Exercise description
The expected answer is the data below, retyped exactly.
⁂
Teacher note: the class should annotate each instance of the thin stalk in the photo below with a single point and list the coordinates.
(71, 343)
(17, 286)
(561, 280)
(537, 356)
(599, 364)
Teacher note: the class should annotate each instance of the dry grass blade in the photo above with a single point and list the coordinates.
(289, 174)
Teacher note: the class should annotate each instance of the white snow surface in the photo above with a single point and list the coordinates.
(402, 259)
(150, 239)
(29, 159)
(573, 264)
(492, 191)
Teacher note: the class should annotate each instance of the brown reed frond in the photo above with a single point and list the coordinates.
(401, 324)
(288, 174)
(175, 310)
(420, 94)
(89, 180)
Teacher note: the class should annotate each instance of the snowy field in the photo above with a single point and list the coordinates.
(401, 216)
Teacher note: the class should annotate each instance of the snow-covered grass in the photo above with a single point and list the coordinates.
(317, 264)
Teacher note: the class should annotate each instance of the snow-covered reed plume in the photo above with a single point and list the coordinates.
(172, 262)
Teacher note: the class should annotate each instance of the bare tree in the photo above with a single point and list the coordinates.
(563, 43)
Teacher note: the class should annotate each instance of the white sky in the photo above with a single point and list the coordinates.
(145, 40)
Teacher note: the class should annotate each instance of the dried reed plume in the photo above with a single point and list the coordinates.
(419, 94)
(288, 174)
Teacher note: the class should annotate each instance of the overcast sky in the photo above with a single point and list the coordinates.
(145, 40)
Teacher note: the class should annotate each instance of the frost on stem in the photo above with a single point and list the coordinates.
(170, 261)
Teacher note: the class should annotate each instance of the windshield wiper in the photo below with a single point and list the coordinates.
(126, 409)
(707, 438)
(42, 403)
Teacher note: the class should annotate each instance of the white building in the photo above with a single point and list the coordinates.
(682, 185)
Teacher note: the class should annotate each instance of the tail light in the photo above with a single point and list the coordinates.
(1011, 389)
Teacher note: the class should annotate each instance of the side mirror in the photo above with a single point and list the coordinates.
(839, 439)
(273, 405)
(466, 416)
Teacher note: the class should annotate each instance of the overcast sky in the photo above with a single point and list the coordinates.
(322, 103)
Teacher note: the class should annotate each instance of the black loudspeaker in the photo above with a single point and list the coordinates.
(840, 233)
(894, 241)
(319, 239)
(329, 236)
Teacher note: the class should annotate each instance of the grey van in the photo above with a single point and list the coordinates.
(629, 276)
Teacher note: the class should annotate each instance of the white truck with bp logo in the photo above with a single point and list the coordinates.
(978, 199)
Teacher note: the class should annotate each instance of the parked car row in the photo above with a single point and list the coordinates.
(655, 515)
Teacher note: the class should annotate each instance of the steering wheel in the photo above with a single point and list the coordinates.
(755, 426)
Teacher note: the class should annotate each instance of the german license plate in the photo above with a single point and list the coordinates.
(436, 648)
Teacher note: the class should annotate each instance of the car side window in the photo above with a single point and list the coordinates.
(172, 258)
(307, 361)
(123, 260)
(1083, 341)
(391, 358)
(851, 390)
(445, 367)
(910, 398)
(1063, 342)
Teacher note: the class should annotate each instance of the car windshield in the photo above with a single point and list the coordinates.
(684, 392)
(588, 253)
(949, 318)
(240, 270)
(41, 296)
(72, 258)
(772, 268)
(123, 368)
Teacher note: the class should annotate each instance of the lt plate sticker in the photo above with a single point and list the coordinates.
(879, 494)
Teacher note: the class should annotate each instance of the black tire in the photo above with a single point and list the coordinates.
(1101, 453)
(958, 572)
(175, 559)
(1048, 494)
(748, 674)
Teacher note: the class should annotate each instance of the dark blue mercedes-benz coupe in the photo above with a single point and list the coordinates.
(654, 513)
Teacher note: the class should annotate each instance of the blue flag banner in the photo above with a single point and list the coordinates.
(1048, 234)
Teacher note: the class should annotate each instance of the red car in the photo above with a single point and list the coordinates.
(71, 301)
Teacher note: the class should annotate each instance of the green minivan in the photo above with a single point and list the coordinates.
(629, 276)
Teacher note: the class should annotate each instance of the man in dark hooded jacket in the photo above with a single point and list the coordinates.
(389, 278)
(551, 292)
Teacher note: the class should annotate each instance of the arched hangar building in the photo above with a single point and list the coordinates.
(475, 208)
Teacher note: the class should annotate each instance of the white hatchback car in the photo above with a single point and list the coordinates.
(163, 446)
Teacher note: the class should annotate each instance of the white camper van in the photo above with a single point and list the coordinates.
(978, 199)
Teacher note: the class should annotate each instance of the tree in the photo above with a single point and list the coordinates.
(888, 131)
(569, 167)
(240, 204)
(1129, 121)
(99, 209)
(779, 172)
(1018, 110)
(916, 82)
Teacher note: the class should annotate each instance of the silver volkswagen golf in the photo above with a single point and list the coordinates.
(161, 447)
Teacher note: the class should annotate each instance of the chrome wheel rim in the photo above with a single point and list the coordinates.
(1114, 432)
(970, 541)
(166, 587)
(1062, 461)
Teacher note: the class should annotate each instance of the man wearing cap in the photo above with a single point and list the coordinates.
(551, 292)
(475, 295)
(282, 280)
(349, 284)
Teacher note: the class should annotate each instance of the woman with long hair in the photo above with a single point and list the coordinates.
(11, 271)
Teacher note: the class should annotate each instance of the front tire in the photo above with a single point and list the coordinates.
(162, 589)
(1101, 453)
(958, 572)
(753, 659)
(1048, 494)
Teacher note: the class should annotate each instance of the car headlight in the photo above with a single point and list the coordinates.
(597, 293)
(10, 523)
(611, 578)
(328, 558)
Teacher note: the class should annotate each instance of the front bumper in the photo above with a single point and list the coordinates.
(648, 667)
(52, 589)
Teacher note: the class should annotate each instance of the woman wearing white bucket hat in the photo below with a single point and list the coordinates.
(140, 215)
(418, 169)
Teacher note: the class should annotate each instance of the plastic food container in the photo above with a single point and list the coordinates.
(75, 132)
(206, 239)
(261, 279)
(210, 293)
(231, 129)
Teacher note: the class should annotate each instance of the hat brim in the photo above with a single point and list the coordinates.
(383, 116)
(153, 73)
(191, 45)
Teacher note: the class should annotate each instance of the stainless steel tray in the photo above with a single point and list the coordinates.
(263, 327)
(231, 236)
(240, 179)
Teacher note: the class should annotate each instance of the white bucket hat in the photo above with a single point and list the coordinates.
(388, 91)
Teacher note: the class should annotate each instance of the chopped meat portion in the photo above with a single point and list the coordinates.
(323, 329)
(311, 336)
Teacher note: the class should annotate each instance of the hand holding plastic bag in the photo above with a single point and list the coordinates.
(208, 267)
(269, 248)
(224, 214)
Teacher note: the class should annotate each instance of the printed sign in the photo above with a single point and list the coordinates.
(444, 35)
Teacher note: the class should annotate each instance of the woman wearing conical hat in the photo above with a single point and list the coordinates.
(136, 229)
⁂
Your response
Teacher note: the class should annotate each instance of the thin stalk in the photo below with a single point and list the coordinates.
(71, 343)
(17, 286)
(561, 280)
(537, 356)
(599, 364)
Teacher note: the class should annotate each instance of the dry grass blade in the photo above with a single point and list the coordinates.
(289, 174)
Teacher note: the class should annotate each instance of the white snow surface in the photo above with a single point and list the coordinates.
(402, 259)
(150, 239)
(29, 159)
(573, 264)
(492, 191)
Teacher note: the class should annotate each instance of the brown reed frond in the photo above with a single point and list the coordinates.
(401, 324)
(288, 174)
(175, 310)
(420, 94)
(89, 180)
Teacher note: the class should annotate each instance of the snowy field in the photo above with a single point and list the coordinates.
(401, 216)
Teacher note: the class should annotate each instance of the snow-covered grass in the photo above with a single point and list the coordinates.
(317, 264)
Teacher note: the class should annotate each instance of the snow-covered reed plume in the photo above with a single point and list the coordinates.
(172, 262)
Teacher note: the class should annotate each instance of the bare tree in the photo above with a single point and list the coordinates.
(563, 43)
Teacher note: the class should annotate each instance of the white sky in the photo above with a single point and list the coordinates.
(145, 40)
Teacher note: the class should annotate each instance of the dried reed plume in the photo above with a single point and list the coordinates.
(419, 94)
(288, 174)
Teacher note: the class should annotate each instance of the overcast sky in the photo above with a single point and list the coordinates.
(145, 40)
Teacher note: the class should annotate each instance of the frost on stem in the photo above with a single point and list the coordinates.
(170, 261)
Teacher note: the class should annotate each instance of the windshield wiper in the photo below with a single point and list the coordinates.
(126, 409)
(707, 438)
(42, 403)
Teacher note: the class should annotate each instance of the white building in the photo above with a single point and list the coordinates.
(682, 185)
Teacher note: the class should annotate each instance of the tail light in the photo above with a single point and list the coordinates.
(1011, 389)
Teacher note: the class should annotate each instance of the side mirror in the photo above with a single point and list the coordinates.
(839, 439)
(273, 405)
(466, 416)
Teacher note: the class should annotate each instance of the overcast sky in the photo above with a single point and list the coordinates.
(322, 103)
Teacher note: the class should annotate each instance of the black loudspeaker in the photo above with a single point and list the coordinates.
(840, 233)
(894, 241)
(319, 239)
(329, 236)
Teacher note: the class should annotate each instance of the grey van in the photo above with a single point and list the coordinates.
(629, 276)
Teacher note: the class should annotate each instance of the white truck with bp logo in the photo above with a single point and list the coordinates.
(978, 199)
Teacher note: the class should annotate each instance of the parked car row in the photo above with a single point and list the coordinates.
(655, 515)
Teacher note: the class should annotate each instance of the steering wheel in the photo above with a single point and list the coordinates.
(755, 426)
Teacher note: the class should annotate each instance of the german license plate in the photo above with a single point and list the coordinates.
(436, 648)
Teacher note: the class should annotate each instance of the car side window in the photo above with a single point and list the coordinates.
(172, 258)
(307, 361)
(123, 260)
(1083, 341)
(391, 358)
(851, 390)
(445, 367)
(910, 398)
(1063, 342)
Teacher note: the class should annotate each instance of the car windshield in the photo above with a single point and list the coordinates.
(684, 392)
(588, 253)
(949, 318)
(240, 270)
(41, 296)
(72, 258)
(772, 268)
(123, 368)
Teacher note: the class should annotate each instance of the lt plate sticker in the photo above with a single point and list the coordinates.
(879, 494)
Teacher note: the class should annotate each instance of the black tire in the photo above with a single point and list the coordinates.
(1101, 453)
(958, 572)
(175, 559)
(1048, 494)
(748, 674)
Teacher note: the class should annotate each instance of the dark blue mercedes-benz coupe in the photo above with a single point and list the coordinates.
(654, 513)
Teacher note: the class should annotate each instance of the blue flag banner in the photo above with a single point and list the coordinates.
(1048, 234)
Teacher note: the class should annotate each instance of the red car in the photo above with a single point and list the coordinates.
(71, 301)
Teacher note: the class should annotate each instance of the green minivan in the photo above with a single point and list the coordinates.
(629, 276)
Teacher note: the class should annotate each instance of the man in dark hooded jacket in the photo above with a single point and list the coordinates.
(389, 278)
(551, 292)
Teacher note: the class should annotate each instance of the arched hangar building in the photo above with a single point and list the coordinates.
(475, 208)
Teacher note: the class should annotate each instance of the white hatchback car in the photo above with a single point and list the coordinates.
(163, 446)
Teacher note: the class should annotate each instance of the white camper van in the photo above with a single point and list the coordinates.
(978, 199)
Teacher note: the class should annotate each instance of the tree in the photo above with a single point and list the coordinates.
(888, 131)
(569, 167)
(240, 204)
(1129, 121)
(99, 209)
(779, 172)
(1018, 110)
(916, 82)
Teacher note: the class should annotate each instance of the silver volkswagen golf in the photo above with a single point and list the coordinates.
(161, 447)
Teacher note: the class should annotate each instance of the chrome wheel rim in the photo above with a single point and list the coordinates.
(1114, 432)
(970, 541)
(166, 587)
(1062, 461)
Teacher note: the class should annotate each instance of the man wearing cap in the photo above with a single point and list the coordinates.
(551, 292)
(475, 295)
(282, 280)
(349, 284)
Teacher note: the class should annotate each instance of the woman with long hair in the photo above with a single point and list the coordinates.
(11, 271)
Teacher note: the class should annotate each instance of the front tire in the photo above with a single point and list the coordinates.
(162, 589)
(1101, 453)
(958, 572)
(753, 659)
(1048, 494)
Teacher note: the class should annotate each instance of the car headlight in the photo above with a single point and list the coordinates.
(597, 293)
(10, 523)
(611, 578)
(328, 558)
Teacher note: the class should annotate each instance of the front bumper in the photo above with a single point and list the coordinates.
(648, 667)
(52, 589)
Teacher note: the class should annotate each instance of the woman wearing white bucket hat in the photo below with a single point and list the coordinates.
(140, 215)
(418, 169)
Teacher note: the class should annotate each instance of the plastic food container in the photo above with a single point and list the coordinates.
(75, 132)
(206, 239)
(261, 279)
(210, 293)
(231, 129)
Teacher note: the class should annotate each instance of the hat brim in the photo above with a single point and list the coordinates.
(383, 116)
(153, 73)
(191, 45)
Teacher note: the class should annotate each instance of the stainless steel tray in the photo above with a single point and list the coordinates.
(263, 327)
(231, 236)
(240, 179)
Teacher note: the class should annotate each instance of the white bucket hat in the photo above with a single point and list the coordinates.
(388, 91)
Teacher note: the class should annotate each instance of the chopped meat portion in the photo above with a single point and list the coordinates.
(323, 329)
(311, 336)
Teacher note: the class should annotate each instance of the hand holding plastic bag in the photo above with a single point and list the coordinates.
(208, 267)
(269, 248)
(224, 214)
Teacher note: the class should annotate each instance of the printed sign in the photo above with a single point and list the coordinates.
(444, 35)
Teacher note: the class should annotate each instance of the woman wearing conical hat in the photo above with a single point and list the coordinates.
(136, 229)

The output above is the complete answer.